§ **TASKS AND EXERCISES**
**A.** In the zoom bursts post, rewrite the paragraph beginning "This is a technique I learned in class" as a short bulleted list that keeps its main facts.
**B.** Write a short passage that picks up the zoom bursts post after its final sentence.

*** DOCUMENT SEGMENT ***

Category: techniques

Zoom bursts

By , May 29, 2010 7:54 pm

This is a technique I learned in class and have been practicing. I know, I know, I need lots more practice! Also, you would not believe how many shots I took today trying to do this. You can do this with zoom lenses that have a manual zoom ring. The trick is to zoom the lens while the shutter is open with a slow shutter speed, usually below 1/60th of a second.

Here are the steps:
1. Focus on your subject.
2. Use a slower shutter speed in either Shutter Priority or Manual Shooting mode. Shutter speeds can range from 1/60 to 1/8.
3. Click the shutter release button and twist to zoom the lens simultaneously.

You can zoom from the shortest to the longest focal length or vice-versa. Using a tripod is suggested.

Now I have to figure out what subjects are best for this technique and just keep practicing. Any suggestions are welcomed!

*** End of DOCUMENT SEGMENT ***
*** EXTRACTED MATERIAL ***

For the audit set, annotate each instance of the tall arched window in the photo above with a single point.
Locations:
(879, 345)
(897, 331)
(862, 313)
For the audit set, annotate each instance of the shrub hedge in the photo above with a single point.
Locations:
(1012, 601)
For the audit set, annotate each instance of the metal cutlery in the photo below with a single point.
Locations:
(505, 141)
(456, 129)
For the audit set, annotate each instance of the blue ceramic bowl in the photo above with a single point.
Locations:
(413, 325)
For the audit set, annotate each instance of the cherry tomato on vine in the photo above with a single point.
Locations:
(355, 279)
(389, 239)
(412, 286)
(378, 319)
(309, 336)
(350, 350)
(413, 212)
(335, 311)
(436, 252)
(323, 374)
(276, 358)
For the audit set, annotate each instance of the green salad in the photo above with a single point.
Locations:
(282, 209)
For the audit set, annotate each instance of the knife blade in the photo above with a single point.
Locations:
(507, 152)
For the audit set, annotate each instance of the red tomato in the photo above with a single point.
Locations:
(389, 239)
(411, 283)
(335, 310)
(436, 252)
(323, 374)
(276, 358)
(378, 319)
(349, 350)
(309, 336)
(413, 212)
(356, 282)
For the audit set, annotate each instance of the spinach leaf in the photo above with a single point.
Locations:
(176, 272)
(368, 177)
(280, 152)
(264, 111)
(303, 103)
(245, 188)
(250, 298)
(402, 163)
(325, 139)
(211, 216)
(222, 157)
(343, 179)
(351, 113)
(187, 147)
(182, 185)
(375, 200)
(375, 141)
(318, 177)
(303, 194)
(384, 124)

*** End of EXTRACTED MATERIAL ***

§ **TASK-BY-TASK RESULTS**
**A.**
- The author learned the technique in class, is still practicing it, and took many shots today trying it.
- It works with zoom lenses that have a manual zoom ring.
- The trick is to zoom the lens while the shutter is open at a slow shutter speed, usually below 1/60th of a second.

**B.**
My settings for the car shot:
Exposure Program: Shutter Priority
Shutter Speed: 1/10 sec
Aperture Value: f/36
ISO: 200
Focal Length : 55m


By , May 29, 2010 7:46 pm

I have been practicing panning in the current class that I am taking. I do need more practice but this is the first one I got that is kind of on track! I will get better – I’m determined! Here are the steps I attempted for “panning”:

1. Tried to keep my feet planted, my arms, wrist, and hands still and pivot at the hips. (glad there is no picture available of me!)
2. Used a shutter speed of 1/15. and worked in Shutter Priority mode.
3. Pre-focused on Genesis on her bicycle.
4. Used continuous shooting mode.

Having fun with silhouettes

By , May 29, 2010 7:39 pm

I’m having fun with silhouettes – gives you a chance to be creative! Here are the steps:

1. Make sure the subject is backlit. If you are using the sun, let a tree or something else block the sun’s direct light.
2. Use “spot” metering and meter off something other than the subject. I metered off the sky.
3. Choose a strong subject that is a recognizable shape that will be interesting to look at. It should be a definite shape.
3. Get as close as you can to your subject and frame your image so that the brightest light sets off the subject.
4. Make sure your flash is turned off.
5. Try different angles and if you have more than one shape, try to keep them separated.
6. Have fun!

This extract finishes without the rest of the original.